Work to be completed: Reproduce each record exactly.

Stored data:
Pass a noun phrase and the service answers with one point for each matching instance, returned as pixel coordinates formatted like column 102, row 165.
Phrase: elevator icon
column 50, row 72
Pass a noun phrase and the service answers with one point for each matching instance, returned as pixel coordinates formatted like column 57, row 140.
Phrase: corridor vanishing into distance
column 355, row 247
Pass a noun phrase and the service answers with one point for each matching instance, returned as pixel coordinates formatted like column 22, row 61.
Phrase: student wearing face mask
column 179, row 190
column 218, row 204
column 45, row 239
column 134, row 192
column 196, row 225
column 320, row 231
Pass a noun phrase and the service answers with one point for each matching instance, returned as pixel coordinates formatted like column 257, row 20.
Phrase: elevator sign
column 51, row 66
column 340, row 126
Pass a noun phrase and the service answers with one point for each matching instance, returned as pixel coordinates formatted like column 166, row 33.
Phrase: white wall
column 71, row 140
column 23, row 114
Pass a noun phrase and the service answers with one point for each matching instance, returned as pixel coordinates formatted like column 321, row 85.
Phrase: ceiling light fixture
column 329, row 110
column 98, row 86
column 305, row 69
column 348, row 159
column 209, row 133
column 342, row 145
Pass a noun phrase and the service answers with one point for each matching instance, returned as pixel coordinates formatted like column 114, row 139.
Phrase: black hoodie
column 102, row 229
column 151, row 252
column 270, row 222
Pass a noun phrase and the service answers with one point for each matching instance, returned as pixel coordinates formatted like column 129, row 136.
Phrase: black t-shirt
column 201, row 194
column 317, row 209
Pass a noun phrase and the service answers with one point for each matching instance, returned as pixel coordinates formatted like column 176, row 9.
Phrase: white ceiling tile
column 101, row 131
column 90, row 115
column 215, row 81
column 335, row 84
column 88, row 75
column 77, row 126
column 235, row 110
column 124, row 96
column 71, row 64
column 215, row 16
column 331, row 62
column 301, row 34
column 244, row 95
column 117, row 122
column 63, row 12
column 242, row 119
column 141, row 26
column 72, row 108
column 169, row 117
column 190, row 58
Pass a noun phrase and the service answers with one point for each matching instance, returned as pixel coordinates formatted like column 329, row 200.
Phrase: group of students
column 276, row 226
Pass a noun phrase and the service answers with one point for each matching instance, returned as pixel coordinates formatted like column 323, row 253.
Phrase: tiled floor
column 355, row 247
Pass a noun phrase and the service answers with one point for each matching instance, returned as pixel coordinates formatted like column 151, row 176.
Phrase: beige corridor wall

Written answer:
Pass a noun phrase and the service answers with one point for each matching instance, returned as pixel coordinates formatted like column 102, row 165.
Phrase: elevator icon
column 50, row 72
Pass a noun phrase and the service answers with one point for each matching instance, returned as pixel coordinates formatted like column 57, row 140.
Phrase: corridor vanishing into distance
column 355, row 247
Pass a noun phrase and the service answers with one point for each matching instance, returned as pixel coordinates formatted like column 22, row 61.
Phrase: student wearing face mask
column 179, row 190
column 218, row 204
column 45, row 239
column 134, row 192
column 196, row 225
column 320, row 231
Pass a noun phrase and the service answers with one point for each matching instance, returned as pixel coordinates formatted like column 257, row 20.
Phrase: elevator sign
column 51, row 66
column 340, row 126
Pass a noun phrase and the service answers with one point for each matching instance, returned as pixel coordinates formatted like column 166, row 33.
Phrase: white wall
column 71, row 140
column 23, row 114
Pass a noun phrase and the service answers with one point for each matching instance, returned as pixel coordinates formatted like column 321, row 85.
Phrase: ceiling light fixture
column 329, row 110
column 98, row 86
column 305, row 69
column 348, row 159
column 209, row 133
column 342, row 145
Pass a noun phrase and the service answers with one point for each matching instance, returned as pixel coordinates formatted like column 114, row 139.
Phrase: black hoodie
column 102, row 229
column 151, row 252
column 270, row 222
Pass a noun phrase and the service answers with one point for each matching instance, returned as pixel coordinates formatted like column 129, row 136.
Phrase: black t-shirt
column 201, row 194
column 317, row 209
Pass a noun phrase and the service answers with one point for each matching instance, returned as pixel coordinates formatted like column 176, row 9.
Phrase: white ceiling tile
column 101, row 131
column 90, row 115
column 215, row 81
column 335, row 84
column 88, row 75
column 77, row 126
column 235, row 110
column 124, row 96
column 71, row 64
column 215, row 16
column 331, row 62
column 301, row 34
column 244, row 95
column 117, row 122
column 63, row 12
column 242, row 119
column 141, row 26
column 72, row 108
column 169, row 117
column 190, row 58
Pass a noun phrase and the service answers with one point for each matching instance, returned as pixel coordinates formatted like column 329, row 200.
Phrase: group of students
column 276, row 226
Pass a noun phrase and the service answers with one point for each matching instance, returned as pixel coordinates formatted like column 323, row 253.
Phrase: tiled floor
column 355, row 247
Pass a noun phrase and the service answers with one point for each matching instance, returned as pixel coordinates formatted like column 151, row 176.
Phrase: beige corridor wall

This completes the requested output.